▶ _What you will do_:
1) List every drug, other than marijuana, that the marijuana text names.
2) Carry on the marijuana text from its last sentence.
Page text START
I have a very dear friend who works in the medical field and supports the traditional feelings that mj is a dangerous drug. He asked me if any clinical studies had been conducted and I told him that they had. He still held to his beliefs. Since then, I did just a little research and found this: I realize this is dated 1909. I'm sure I can find more convincing material that isn't as old. Have a good Holiday week-end.

The American Medical Association Reconsiders Marijuana. Will the Justice Department Follow?
Nov 13, 2009 2:44 PM EST

More than 100 million Americans have smoked pot. Thirteen states have medical marijuana laws on the books, and a dozen more are considering legislation. Studies have shown that the substance can stimulate appetite, ease muscle spasms and numb pain.

Yet since 1970, when Richard Nixon signed the Controlled Substance Act into law, the time-slowing green plant known as marijuana has been a Schedule 1 controlled substance: classified alongside drugs like heroin and PCP—and deemed more harmful than cocaine, meth, and Ketamine. Pot advocates call that reality the “Schedule I Lie” —referring to the drug’s federal classification as the most potent of drugs, considered, by law, to have “no accepted medical use.”
Page text END
Dataset entries START
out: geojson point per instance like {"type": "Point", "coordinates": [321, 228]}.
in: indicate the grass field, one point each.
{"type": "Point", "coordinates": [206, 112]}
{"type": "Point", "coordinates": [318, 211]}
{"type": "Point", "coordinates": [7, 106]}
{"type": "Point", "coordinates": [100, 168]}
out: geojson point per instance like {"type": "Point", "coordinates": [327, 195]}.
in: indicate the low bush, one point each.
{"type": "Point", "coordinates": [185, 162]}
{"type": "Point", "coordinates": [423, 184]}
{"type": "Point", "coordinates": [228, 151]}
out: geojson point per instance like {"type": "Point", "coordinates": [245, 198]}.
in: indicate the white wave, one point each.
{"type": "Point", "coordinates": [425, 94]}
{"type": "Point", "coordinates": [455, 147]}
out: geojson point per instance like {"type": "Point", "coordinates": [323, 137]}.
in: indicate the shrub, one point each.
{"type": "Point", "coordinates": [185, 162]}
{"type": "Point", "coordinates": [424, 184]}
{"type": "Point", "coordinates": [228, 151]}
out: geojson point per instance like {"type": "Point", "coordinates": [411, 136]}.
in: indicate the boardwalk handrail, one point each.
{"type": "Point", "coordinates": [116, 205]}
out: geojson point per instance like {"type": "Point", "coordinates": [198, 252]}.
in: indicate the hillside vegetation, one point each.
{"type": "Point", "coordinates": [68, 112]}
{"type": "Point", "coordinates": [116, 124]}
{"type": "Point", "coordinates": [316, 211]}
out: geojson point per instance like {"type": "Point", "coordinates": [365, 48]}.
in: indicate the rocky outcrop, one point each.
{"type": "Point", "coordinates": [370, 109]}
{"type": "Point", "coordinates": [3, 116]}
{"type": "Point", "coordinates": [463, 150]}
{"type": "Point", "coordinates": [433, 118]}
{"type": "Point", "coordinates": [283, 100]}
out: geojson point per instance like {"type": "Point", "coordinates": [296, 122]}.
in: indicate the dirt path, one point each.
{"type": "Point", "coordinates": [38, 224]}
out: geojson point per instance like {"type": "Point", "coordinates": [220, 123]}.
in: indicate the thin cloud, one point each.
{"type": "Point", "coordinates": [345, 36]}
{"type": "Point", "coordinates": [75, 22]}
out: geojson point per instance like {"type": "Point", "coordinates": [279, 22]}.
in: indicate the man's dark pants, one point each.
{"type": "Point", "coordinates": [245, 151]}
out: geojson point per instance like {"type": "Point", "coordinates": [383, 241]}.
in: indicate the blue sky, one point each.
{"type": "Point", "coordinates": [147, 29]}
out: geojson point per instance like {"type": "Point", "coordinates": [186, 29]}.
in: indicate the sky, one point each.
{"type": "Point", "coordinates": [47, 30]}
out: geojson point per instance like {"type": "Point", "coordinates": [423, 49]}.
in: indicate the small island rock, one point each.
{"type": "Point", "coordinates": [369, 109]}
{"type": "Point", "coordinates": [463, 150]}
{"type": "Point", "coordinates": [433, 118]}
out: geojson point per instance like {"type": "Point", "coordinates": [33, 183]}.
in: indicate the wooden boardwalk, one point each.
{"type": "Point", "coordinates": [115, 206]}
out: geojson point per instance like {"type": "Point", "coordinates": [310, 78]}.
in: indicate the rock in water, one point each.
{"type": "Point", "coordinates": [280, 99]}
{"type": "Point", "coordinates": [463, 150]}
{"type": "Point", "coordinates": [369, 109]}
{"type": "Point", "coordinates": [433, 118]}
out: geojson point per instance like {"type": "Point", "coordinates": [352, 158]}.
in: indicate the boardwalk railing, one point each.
Dataset entries END
▶ _Responses_:
1) heroin, PCP, cocaine, meth, Ketamine

2)
The idea that a few tokes every now and then is more harmful than the recreational use of dog tranquilizer seems a bit, well, bogus, considering its mainstream acceptance. Barack Obama has openly admitted to smoking pot; Michael Phelps has tried it (and still managed to bring home eight gold medals); and earlier this year, attorney general Eric Holder discouraged U.S. attorneys from prosecuting retailers in medical marijuana states. There are pot TV shows and cities (like Oakland) that are now taxing the drug’s medicinal use to bring in extra revenue.

Yet despite how the culture around pot has changed, defenders of the current federal policy have clung to a prominent, and trusted, ally to back them: the American Medical Association, which the justice department often cites when enforcing marijuana policy.

So it it might have come as a surprise on Tuesday when the AMA announced that, after 72 years, it was reversing its pot policy—and urged the federal government to do the same. Precipitated by a similar decision by the group’s Medical Student Section, the AMA resolved that “that marijuana’s status as a federal Schedule 1 controlled substance be reviewed,” with the goal of facilitating clinical research, and presented a new medical report, conducted by its Council on Science and Public Health, laying out the drug’s various medical benefits.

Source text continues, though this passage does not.